▸ ABOUT THIS EXERCISE
Down to the last character, write out the records below.

(DATA RECORDS)

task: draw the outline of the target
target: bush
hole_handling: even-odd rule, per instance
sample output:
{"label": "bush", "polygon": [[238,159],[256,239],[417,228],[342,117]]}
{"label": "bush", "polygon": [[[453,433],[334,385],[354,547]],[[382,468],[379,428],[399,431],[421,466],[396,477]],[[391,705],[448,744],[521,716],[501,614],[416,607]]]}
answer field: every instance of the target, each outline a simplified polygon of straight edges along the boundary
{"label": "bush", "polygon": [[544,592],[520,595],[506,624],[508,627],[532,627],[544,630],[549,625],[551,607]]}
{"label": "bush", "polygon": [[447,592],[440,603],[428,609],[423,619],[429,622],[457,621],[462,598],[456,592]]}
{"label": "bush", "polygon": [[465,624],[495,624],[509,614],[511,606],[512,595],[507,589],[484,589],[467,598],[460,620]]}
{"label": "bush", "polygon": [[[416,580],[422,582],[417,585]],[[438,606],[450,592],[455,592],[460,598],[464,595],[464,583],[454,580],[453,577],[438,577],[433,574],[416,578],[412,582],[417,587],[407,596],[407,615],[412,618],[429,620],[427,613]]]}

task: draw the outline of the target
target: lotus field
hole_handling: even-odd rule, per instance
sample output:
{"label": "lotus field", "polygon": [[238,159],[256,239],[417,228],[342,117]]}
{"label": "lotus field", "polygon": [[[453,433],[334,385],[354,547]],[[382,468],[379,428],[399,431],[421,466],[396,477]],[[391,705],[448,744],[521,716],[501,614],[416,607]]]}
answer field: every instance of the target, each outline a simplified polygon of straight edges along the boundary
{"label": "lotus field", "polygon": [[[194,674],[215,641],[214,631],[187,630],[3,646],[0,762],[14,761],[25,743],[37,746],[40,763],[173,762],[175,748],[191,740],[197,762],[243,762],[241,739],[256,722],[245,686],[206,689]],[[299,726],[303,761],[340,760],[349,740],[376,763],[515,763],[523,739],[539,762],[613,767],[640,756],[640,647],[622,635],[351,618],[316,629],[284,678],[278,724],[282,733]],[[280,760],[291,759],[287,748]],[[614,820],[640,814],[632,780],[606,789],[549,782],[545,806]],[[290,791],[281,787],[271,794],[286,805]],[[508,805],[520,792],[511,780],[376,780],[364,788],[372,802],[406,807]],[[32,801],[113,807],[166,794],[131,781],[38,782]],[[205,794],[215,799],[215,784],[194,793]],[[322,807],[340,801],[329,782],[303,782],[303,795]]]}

(End DATA RECORDS)

▸ EXERCISE RESULT
task: draw the outline of the target
target: bush
hole_handling: even-odd rule, per instance
sample output:
{"label": "bush", "polygon": [[238,159],[256,239],[417,228],[342,117]]}
{"label": "bush", "polygon": [[[453,433],[334,385],[354,547]],[[382,468],[379,428],[399,431],[421,466],[396,477]],[[391,705],[448,744],[521,716],[501,614],[416,607]]]}
answer field: every instance of the target, each outline a simplified polygon of straight edges along the boundary
{"label": "bush", "polygon": [[544,592],[520,595],[506,624],[508,627],[532,627],[544,630],[549,625],[551,607]]}
{"label": "bush", "polygon": [[447,592],[440,603],[428,609],[423,619],[429,622],[457,621],[462,598],[456,592]]}
{"label": "bush", "polygon": [[465,624],[495,624],[509,614],[511,606],[512,595],[507,589],[484,589],[467,598],[460,620]]}
{"label": "bush", "polygon": [[[416,580],[422,582],[417,585]],[[438,606],[450,592],[455,592],[460,598],[464,595],[464,583],[454,580],[453,577],[438,577],[433,574],[416,578],[412,582],[417,587],[407,596],[407,615],[412,618],[429,620],[427,613]]]}

task: draw the outline of the target
target: lotus field
hole_handling: even-odd rule, per instance
sample output:
{"label": "lotus field", "polygon": [[238,159],[256,239],[417,228],[342,117]]}
{"label": "lotus field", "polygon": [[[453,433],[334,385],[354,547]],[[382,468],[379,428],[399,431],[421,466],[396,477]],[[391,705],[448,744],[521,716],[501,614],[416,607]]]}
answer field: every instance of the target, each outline a simplified polygon of straight edges along the boundary
{"label": "lotus field", "polygon": [[[194,674],[215,641],[214,631],[187,630],[3,646],[0,762],[14,761],[25,743],[37,746],[40,763],[173,762],[175,748],[191,740],[197,762],[243,762],[241,739],[256,722],[245,686],[206,689]],[[299,726],[303,761],[340,760],[349,740],[376,763],[515,763],[523,739],[539,762],[613,767],[640,756],[640,647],[622,635],[351,618],[316,629],[284,678],[278,724],[282,733]],[[280,760],[291,759],[287,748]],[[614,820],[640,814],[632,780],[606,789],[549,782],[545,806]],[[290,791],[281,787],[271,794],[286,805]],[[508,805],[520,792],[511,780],[376,780],[364,788],[372,802],[406,807]],[[32,801],[113,807],[166,794],[131,781],[38,782]],[[205,794],[215,799],[215,784],[194,793]],[[322,807],[340,801],[329,782],[303,782],[303,795]]]}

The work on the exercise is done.